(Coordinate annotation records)
___

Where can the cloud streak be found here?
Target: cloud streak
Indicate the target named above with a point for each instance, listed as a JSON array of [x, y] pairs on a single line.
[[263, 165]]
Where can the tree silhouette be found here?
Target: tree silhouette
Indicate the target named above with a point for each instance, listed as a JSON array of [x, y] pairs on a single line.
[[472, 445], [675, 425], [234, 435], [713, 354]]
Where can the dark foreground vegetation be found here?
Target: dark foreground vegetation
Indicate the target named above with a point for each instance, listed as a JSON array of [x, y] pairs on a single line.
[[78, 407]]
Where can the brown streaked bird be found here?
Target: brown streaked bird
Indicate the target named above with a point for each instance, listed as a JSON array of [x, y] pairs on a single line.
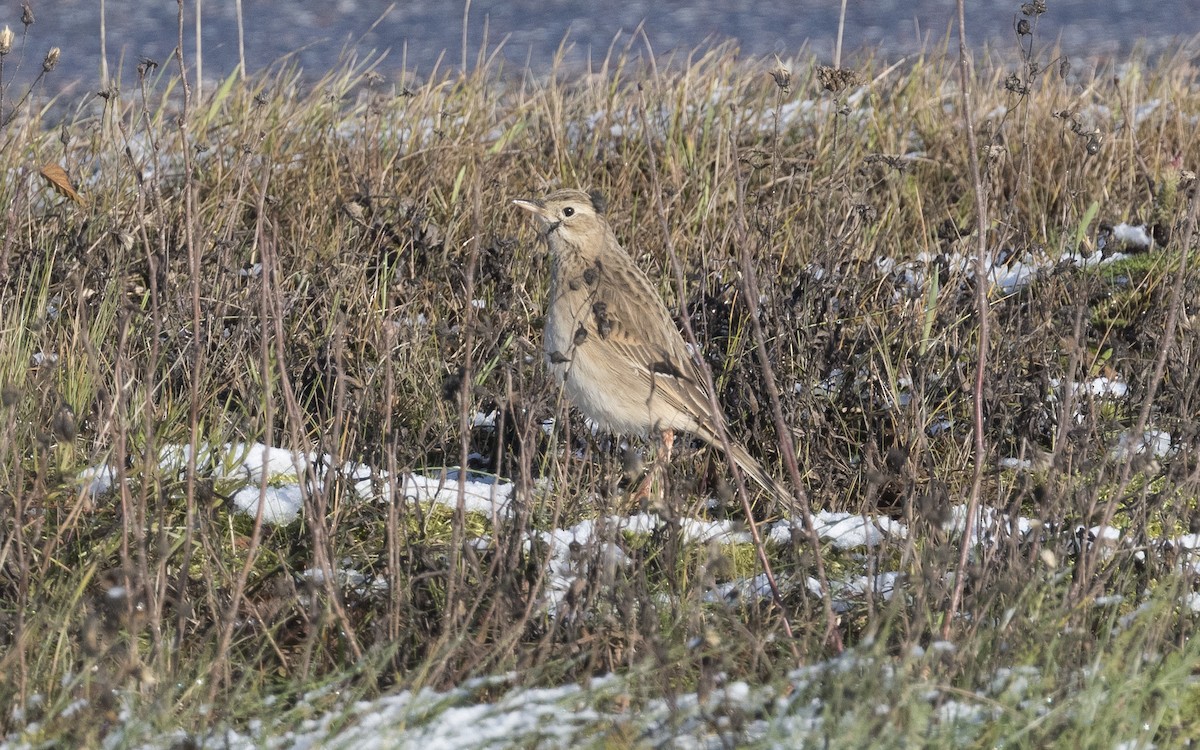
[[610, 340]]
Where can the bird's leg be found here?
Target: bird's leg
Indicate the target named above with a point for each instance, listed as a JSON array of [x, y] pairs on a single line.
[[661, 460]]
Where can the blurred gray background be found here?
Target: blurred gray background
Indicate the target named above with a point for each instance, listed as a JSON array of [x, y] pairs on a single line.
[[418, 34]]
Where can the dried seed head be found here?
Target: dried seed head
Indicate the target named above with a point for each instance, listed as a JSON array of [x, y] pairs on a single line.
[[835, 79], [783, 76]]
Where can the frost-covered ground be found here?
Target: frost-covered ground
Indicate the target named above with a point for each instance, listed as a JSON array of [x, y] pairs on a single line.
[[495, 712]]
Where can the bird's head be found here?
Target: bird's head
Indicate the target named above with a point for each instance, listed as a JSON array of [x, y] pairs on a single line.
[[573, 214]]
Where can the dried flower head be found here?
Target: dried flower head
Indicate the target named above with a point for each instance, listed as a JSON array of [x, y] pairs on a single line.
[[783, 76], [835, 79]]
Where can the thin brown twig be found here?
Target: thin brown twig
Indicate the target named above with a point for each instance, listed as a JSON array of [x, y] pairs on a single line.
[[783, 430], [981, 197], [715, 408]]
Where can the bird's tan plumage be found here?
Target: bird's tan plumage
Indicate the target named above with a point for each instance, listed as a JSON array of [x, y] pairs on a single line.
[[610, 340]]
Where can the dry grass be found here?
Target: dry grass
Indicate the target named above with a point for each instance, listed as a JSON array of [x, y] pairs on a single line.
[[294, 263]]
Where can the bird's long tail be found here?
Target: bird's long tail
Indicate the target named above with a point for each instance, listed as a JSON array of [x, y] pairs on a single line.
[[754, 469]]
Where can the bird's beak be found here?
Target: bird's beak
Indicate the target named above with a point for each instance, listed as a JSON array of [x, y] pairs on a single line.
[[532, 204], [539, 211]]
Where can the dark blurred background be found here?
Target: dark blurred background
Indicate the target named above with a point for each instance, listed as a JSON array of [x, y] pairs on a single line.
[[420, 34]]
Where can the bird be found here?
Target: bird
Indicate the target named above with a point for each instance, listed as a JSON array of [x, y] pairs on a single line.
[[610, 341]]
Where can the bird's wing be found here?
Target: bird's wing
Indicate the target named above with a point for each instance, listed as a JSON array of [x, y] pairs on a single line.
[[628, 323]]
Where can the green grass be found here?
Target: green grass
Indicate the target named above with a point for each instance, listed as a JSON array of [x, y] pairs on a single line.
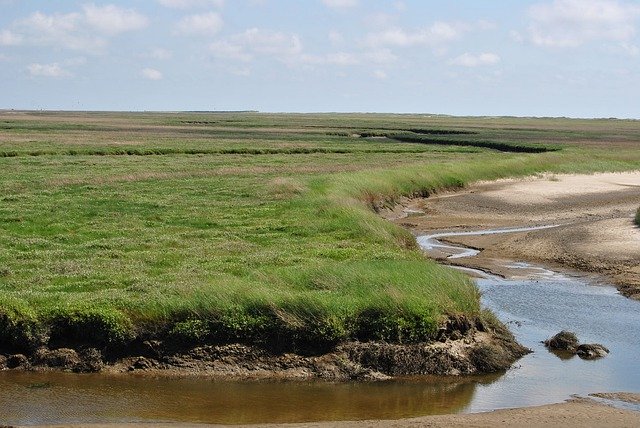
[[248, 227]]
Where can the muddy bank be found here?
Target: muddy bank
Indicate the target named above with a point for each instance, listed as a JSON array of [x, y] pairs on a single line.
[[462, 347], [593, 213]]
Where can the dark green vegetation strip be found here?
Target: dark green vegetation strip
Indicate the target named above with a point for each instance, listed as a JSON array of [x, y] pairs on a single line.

___

### REQUEST
Reproduce the records from the very first line through the line containing "[[472, 445], [675, 425], [234, 435], [713, 354]]", requests included, and shift every coordinate in the answers by adding 91 to it.

### COMPLETED TASK
Where can the cloud streak be found here?
Target: cloud streak
Indicate the target named above with a point for each instance, listed as a JSON array of [x, y] pairs on a single line.
[[354, 256]]
Where can the tree silhouette be found here?
Target: tree silhouette
Indicate the target named above with a point for each instance, listed as a JSON array of [x, y] pairs on a single line.
[[563, 536], [766, 516], [325, 526], [804, 445]]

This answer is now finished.